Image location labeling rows
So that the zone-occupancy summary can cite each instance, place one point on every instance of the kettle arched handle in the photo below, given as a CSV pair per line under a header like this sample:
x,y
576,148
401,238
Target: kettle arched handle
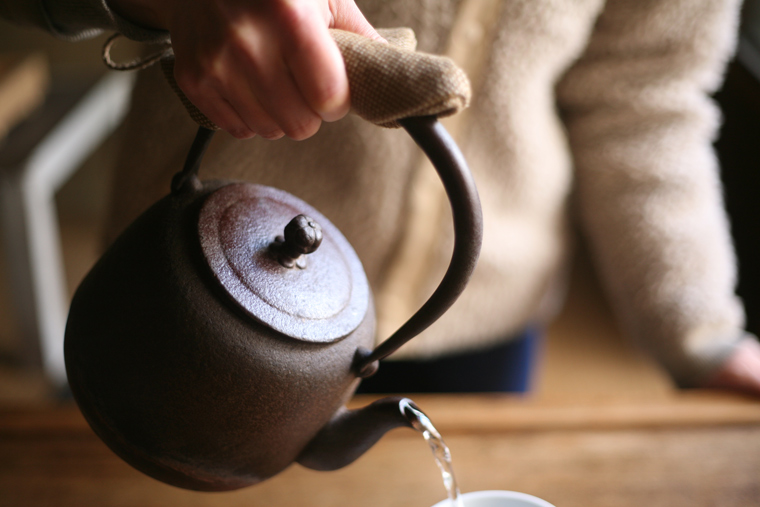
x,y
460,188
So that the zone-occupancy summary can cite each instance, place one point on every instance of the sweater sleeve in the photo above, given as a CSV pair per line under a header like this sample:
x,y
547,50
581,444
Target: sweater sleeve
x,y
75,19
641,126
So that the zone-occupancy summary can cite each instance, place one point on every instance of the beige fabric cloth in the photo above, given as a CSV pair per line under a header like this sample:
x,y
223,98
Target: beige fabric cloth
x,y
590,110
388,81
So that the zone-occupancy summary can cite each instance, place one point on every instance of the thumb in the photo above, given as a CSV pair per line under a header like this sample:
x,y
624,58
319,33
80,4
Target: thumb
x,y
347,16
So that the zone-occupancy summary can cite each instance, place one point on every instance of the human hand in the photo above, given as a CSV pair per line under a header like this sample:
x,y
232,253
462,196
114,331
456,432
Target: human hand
x,y
741,372
257,67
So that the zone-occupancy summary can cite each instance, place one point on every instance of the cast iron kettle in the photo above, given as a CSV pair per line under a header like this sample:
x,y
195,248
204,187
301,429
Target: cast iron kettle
x,y
218,339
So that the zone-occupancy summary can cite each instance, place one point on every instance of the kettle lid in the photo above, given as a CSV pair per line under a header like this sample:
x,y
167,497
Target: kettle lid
x,y
320,296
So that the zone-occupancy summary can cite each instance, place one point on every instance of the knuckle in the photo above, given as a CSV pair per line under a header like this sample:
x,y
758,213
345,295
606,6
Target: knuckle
x,y
294,13
303,129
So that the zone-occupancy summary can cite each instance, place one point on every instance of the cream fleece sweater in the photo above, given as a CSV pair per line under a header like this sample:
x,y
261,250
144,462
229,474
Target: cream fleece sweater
x,y
587,111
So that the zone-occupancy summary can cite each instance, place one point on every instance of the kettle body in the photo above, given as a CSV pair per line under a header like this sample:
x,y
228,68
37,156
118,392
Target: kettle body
x,y
210,353
181,383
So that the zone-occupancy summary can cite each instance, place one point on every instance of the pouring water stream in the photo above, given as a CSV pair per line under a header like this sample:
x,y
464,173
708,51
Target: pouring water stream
x,y
441,452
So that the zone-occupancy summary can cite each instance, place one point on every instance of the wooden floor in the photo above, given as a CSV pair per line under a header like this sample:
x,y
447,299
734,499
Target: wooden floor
x,y
602,427
690,450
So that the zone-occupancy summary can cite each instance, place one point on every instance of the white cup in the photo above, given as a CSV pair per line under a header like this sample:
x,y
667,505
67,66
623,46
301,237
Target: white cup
x,y
498,499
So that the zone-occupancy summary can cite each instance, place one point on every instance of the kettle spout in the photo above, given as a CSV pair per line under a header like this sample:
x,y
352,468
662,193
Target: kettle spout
x,y
350,433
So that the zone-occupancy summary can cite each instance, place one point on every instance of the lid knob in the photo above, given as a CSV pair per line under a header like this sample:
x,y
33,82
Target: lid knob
x,y
302,236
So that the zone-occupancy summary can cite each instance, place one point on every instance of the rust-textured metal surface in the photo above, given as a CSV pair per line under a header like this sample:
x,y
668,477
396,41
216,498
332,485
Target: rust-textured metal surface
x,y
324,301
177,380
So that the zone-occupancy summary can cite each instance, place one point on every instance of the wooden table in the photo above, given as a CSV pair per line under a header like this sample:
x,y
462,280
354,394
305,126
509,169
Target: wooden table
x,y
688,449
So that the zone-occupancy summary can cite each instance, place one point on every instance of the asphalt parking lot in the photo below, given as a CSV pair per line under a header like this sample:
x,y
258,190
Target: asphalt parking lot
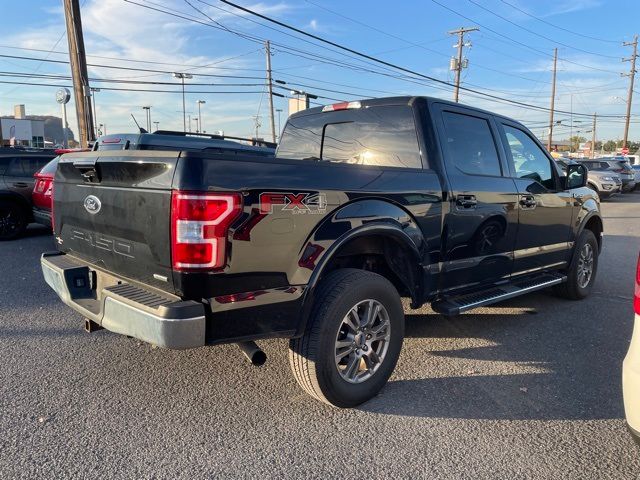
x,y
527,389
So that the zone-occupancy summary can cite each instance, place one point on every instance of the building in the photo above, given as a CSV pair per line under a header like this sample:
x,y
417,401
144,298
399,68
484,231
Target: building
x,y
20,130
53,133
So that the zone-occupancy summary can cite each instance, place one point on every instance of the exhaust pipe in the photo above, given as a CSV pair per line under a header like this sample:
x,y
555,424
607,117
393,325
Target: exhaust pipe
x,y
253,352
91,326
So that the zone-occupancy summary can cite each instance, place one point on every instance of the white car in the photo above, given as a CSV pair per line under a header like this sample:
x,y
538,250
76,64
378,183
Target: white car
x,y
631,369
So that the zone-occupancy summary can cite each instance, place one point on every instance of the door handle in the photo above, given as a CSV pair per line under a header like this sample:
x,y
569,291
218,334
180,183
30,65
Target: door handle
x,y
466,201
528,201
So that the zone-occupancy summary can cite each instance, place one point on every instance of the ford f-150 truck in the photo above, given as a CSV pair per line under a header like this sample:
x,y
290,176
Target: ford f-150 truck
x,y
364,203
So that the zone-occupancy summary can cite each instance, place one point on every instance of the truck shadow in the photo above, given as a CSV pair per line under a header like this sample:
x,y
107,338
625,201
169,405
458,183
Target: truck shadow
x,y
544,366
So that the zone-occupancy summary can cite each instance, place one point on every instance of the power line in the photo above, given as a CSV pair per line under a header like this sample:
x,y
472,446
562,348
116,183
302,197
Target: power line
x,y
150,62
383,62
539,34
132,82
127,89
557,26
18,57
529,47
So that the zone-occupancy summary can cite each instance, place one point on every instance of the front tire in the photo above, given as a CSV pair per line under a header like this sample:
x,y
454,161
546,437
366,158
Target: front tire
x,y
352,340
582,272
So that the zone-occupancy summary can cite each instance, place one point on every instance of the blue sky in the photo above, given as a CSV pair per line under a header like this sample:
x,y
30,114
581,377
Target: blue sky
x,y
510,57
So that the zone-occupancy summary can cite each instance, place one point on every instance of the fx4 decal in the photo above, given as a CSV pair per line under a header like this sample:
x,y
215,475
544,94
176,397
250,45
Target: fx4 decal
x,y
303,202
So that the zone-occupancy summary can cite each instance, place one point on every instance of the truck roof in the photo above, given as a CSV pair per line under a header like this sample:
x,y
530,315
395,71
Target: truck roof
x,y
402,100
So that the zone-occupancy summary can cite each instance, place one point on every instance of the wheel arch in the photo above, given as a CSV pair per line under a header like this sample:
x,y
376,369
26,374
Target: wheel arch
x,y
396,256
594,223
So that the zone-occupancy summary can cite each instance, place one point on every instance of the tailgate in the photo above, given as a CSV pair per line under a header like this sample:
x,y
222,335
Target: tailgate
x,y
112,209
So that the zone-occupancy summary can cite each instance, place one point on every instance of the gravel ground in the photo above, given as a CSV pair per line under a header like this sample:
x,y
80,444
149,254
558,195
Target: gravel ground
x,y
529,388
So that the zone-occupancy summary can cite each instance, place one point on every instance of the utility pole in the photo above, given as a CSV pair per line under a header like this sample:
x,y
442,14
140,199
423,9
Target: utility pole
x,y
182,76
78,62
553,98
258,124
593,137
200,102
457,64
267,48
631,75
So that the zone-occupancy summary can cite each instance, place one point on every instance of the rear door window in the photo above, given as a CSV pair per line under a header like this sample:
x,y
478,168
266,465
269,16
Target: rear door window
x,y
471,145
25,166
380,136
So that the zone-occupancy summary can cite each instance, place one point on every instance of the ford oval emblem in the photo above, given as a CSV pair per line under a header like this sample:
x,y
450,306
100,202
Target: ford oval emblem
x,y
92,204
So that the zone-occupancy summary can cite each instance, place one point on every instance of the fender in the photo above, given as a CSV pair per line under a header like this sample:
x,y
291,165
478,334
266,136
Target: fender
x,y
17,198
364,218
584,219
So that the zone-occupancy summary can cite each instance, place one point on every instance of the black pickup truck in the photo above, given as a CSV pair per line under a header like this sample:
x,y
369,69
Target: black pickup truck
x,y
363,203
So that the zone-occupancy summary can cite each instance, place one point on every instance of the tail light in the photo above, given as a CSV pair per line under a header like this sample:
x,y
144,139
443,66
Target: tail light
x,y
636,298
199,225
53,225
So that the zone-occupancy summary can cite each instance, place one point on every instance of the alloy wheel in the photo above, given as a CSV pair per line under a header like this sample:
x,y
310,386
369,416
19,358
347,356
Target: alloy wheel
x,y
362,341
585,265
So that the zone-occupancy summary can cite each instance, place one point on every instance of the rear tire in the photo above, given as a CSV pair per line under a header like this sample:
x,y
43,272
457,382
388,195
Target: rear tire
x,y
13,220
341,365
582,272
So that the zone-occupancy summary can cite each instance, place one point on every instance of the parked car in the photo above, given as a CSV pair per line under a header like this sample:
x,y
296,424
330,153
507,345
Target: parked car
x,y
636,169
631,369
17,167
621,167
180,141
364,203
42,192
605,183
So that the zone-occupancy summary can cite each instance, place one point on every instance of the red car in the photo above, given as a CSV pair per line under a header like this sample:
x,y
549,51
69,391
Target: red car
x,y
42,192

STATED GOAL = Rewrite the rows as a Markdown table with the columns Number and Line, starting at the line that contains "of the parked" and ending at the last line of the rows. Give each line its own numbered entry and leave out any blank lines.

FULL RESPONSE =
| Number | Line |
|---|---|
| 1 | So that the zone-occupancy summary can cite each instance, place one point on every instance of the parked car in the photo above, given as a CSV pair per line under a header like this sample: |
| 2 | x,y |
| 3 | 296,424 |
| 4 | 330,153 |
| 5 | 507,345 |
| 6 | Target: parked car |
| 7 | x,y |
| 8 | 636,169 |
| 9 | 631,369 |
| 10 | 17,167 |
| 11 | 621,167 |
| 12 | 180,141 |
| 13 | 364,203 |
| 14 | 42,192 |
| 15 | 605,183 |
| 16 | So that the zone-occupancy summary can cite each instance, place one point on every instance of the red car in the photo above, given as a CSV pair per line under a header like this sample: |
| 17 | x,y |
| 18 | 549,51 |
| 19 | 69,391 |
| 20 | Target: red car |
| 21 | x,y |
| 22 | 42,192 |